◆ Порядок работы:
(1) Перепишите, пожалуйста, отрывок из текста о сравнениях в «Слове»: начните со слов «Битва осмысляется как» и остановитесь после слов «мыслью мерит поля.».
(2) Какой постоянный эпитет получает брат Игоря Всеволод в тексте о сравнениях в «Слове»?

◆ Источник:
С кем и с чем сравнивает автор героев и события?
В «Слове» мощный образный план: сравнения и метафоры пронизывают текст. Скрипучие телеги сравниваются с крикливыми лебедями, Боян – сизый орел, его пальцы – соколы, струны – снова лебеди. Половцы – вороны и пардусы (гепарды; в Средние века прирученных гепардов использовали для королевских и княжеских охот в разных регионах Европы, есть они и на фресках в Софии Киевской), их хан Гзак – волк, княгиня Ярославна превращается в зегзицу (обычно это слово понимают как «кукушка», но есть и другие трактовки). Наиболее разработаны два развернутых образа князей-оборотней: Всеслав предстает как волк и «лютый зверь»; а Игорь во время своего бегства последовательно превращается в утку-гоголя, горностая, волка и сокола, причем волком успевает побывать и его спутник Овлур. Вообще князья сравниваются с соколами неоднократно, а брат Игоря Всеволод получает постоянный эпитет «буй (храбрый) тур». При этом князья предстают еще и как солнца, месяцы, лучники, далеко шлющие свои стрелы.
Битва осмысляется как гроза, кровавый пир или же страшные картины посева (земля сеется костями, поливается кровью, растет усобицами), а затем и уборки урожая («на Немизѣ снопы стелютъ головами, молотятъ чепи харалужными, на тоцѣ животъ кладутъ, вѣютъ душу отъ тѣла»). Глубокий мифологический смысл имеют зловещий символический сон Святослава, три сцены гибели молодых князей (их губят реки, они ложатся на зеленое покрывало или «роняют жемчужную душу через золотое ожерелье»), тройной плач Ярославны, обращенный к трем стихиям.
При помощи гиперболических картин человек вписывается в мифологический ландшафт: пленный Кобяк, «вырванный» из Лукоморья, летит в Киев и падает, Всеслав опирается на колдовство, как на волшебный шест, и «прыгает» от Полоцка до того же Киева, Ярослав Осмомысл подпирает горы, Игорь мыслью мерит поля.
Кто правит миром «Слова»: Бог или боги?

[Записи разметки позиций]
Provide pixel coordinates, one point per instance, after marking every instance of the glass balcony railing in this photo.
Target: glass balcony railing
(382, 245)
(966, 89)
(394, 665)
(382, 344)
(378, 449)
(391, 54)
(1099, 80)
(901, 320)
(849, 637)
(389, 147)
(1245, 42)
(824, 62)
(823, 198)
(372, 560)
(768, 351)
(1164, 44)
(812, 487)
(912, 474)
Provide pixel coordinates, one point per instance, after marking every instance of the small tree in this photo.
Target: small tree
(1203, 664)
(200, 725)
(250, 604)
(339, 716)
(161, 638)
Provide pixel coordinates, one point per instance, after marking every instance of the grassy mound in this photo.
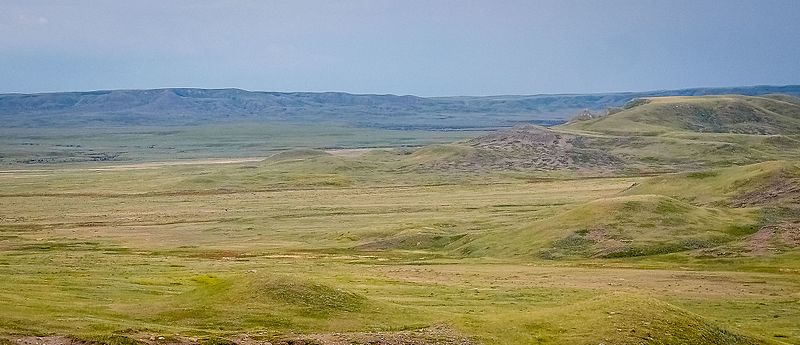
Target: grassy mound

◆ Ответы к упражнению:
(1)
Битва осмысляется как гроза, кровавый пир или же страшные картины посева (земля сеется костями, поливается кровью, растет усобицами), а затем и уборки урожая («на Немизѣ снопы стелютъ головами, молотятъ чепи харалужными, на тоцѣ животъ кладутъ, вѣютъ душу отъ тѣла»). Глубокий мифологический смысл имеют зловещий символический сон Святослава, три сцены гибели молодых князей (их губят реки, они ложатся на зеленое покрывало или «роняют жемчужную душу через золотое ожерелье»), тройной плач Ярославны, обращенный к трем стихиям.
При помощи гиперболических картин человек вписывается в мифологический ландшафт: пленный Кобяк, «вырванный» из Лукоморья, летит в Киев и падает, Всеслав опирается на колдовство, как на волшебный шест, и «прыгает» от Полоцка до того же Киева, Ярослав Осмомысл подпирает горы, Игорь мыслью мерит поля.

(2) Всеволод получает постоянный эпитет «буй (храбрый) тур».